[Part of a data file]
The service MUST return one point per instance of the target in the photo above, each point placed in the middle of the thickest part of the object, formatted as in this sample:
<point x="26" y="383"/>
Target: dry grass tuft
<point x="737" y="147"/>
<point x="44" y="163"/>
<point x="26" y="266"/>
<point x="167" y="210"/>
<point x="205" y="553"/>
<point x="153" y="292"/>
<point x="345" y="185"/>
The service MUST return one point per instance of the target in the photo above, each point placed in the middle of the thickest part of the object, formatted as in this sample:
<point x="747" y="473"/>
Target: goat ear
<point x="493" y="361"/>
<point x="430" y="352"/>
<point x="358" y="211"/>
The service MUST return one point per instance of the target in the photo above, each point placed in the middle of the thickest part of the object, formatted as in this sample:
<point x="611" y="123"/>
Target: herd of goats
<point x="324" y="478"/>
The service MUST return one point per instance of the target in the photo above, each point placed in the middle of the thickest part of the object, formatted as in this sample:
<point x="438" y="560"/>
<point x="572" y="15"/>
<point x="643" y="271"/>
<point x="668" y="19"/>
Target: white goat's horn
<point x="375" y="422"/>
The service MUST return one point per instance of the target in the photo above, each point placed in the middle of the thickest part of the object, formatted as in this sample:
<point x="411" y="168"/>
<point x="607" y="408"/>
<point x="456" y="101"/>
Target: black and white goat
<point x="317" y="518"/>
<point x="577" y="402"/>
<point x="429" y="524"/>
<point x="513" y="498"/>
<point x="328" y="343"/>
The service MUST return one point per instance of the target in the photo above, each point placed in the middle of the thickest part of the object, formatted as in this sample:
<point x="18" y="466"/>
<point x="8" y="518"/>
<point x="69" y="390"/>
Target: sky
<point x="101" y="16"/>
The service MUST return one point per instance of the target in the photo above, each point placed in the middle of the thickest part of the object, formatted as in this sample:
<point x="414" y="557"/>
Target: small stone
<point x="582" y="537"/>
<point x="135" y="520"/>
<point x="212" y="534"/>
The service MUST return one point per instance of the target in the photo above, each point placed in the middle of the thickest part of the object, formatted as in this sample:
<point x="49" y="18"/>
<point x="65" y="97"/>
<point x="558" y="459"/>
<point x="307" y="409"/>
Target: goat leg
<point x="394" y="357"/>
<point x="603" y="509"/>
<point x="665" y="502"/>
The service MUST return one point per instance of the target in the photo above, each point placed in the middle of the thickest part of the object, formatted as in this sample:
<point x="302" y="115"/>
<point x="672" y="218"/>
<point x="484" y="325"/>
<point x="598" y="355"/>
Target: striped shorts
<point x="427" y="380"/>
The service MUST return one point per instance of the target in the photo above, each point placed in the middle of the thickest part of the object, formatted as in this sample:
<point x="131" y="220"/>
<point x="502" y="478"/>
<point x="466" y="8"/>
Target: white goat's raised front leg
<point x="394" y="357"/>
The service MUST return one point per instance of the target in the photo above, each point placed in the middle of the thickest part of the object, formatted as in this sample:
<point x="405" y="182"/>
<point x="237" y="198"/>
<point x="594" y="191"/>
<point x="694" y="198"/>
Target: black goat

■ What to do:
Would you write down every record again, exactly?

■ Exercise result:
The service MUST return one point per instance of the target in the photo above, each point placed in the middle of the thickest part of the object, formatted as in this sample:
<point x="26" y="383"/>
Target: dry grass tuft
<point x="737" y="147"/>
<point x="44" y="163"/>
<point x="26" y="266"/>
<point x="167" y="210"/>
<point x="205" y="553"/>
<point x="153" y="292"/>
<point x="345" y="185"/>
The service MUST return one point per instance of the target in the photo above, each point placed in the middle of the thickest part of the object, formatted as in this sample:
<point x="747" y="473"/>
Target: goat ear
<point x="493" y="361"/>
<point x="430" y="352"/>
<point x="358" y="211"/>
The service MUST return one point per instance of the target in the photo above, each point placed in the middle of the thickest part of the object, formatted as in this sample:
<point x="611" y="123"/>
Target: herd of goats
<point x="324" y="478"/>
The service MUST return one point per instance of the target in the photo above, each point placed in the middle of the thickest part of the object, formatted as in this sample:
<point x="438" y="560"/>
<point x="572" y="15"/>
<point x="643" y="271"/>
<point x="668" y="19"/>
Target: white goat's horn
<point x="375" y="422"/>
The service MUST return one point per instance of the target in the photo above, each point placed in the middle of the thickest part of the object, formatted as in this sample:
<point x="411" y="168"/>
<point x="607" y="408"/>
<point x="456" y="101"/>
Target: black and white goat
<point x="317" y="518"/>
<point x="577" y="402"/>
<point x="429" y="524"/>
<point x="513" y="498"/>
<point x="328" y="343"/>
The service MUST return one point per instance of the target in the photo above, each point placed in the middle of the thickest part of the object, formatted as in this sample:
<point x="18" y="466"/>
<point x="8" y="518"/>
<point x="69" y="390"/>
Target: sky
<point x="101" y="16"/>
The service MUST return one point per instance of the target in the photo above, each point placed in the middle of the thickest part of the object, formatted as in this sample:
<point x="414" y="557"/>
Target: small stone
<point x="582" y="537"/>
<point x="135" y="520"/>
<point x="212" y="534"/>
The service MUST return one point per instance of the target in the photo above, each point placed in the middle of the thickest part of the object, formatted as in this sample:
<point x="49" y="18"/>
<point x="65" y="97"/>
<point x="558" y="459"/>
<point x="307" y="409"/>
Target: goat leg
<point x="394" y="357"/>
<point x="603" y="509"/>
<point x="665" y="502"/>
The service MUST return one point per instance of the target in the photo above, each point placed in the middle of the thickest part of the object, formatted as in this sample:
<point x="302" y="115"/>
<point x="672" y="218"/>
<point x="484" y="325"/>
<point x="598" y="355"/>
Target: striped shorts
<point x="427" y="380"/>
The service MUST return one point per instance of the target in the photo above, each point placed in the middle of the thickest part of the object, formatted as in this sample:
<point x="131" y="220"/>
<point x="502" y="478"/>
<point x="466" y="8"/>
Target: white goat's raised front leg
<point x="394" y="357"/>
The service MUST return one point per instance of the target in the photo above, each point placed in the middle of the thickest part of the object, formatted as in this sample:
<point x="405" y="182"/>
<point x="237" y="198"/>
<point x="594" y="191"/>
<point x="694" y="198"/>
Target: black goat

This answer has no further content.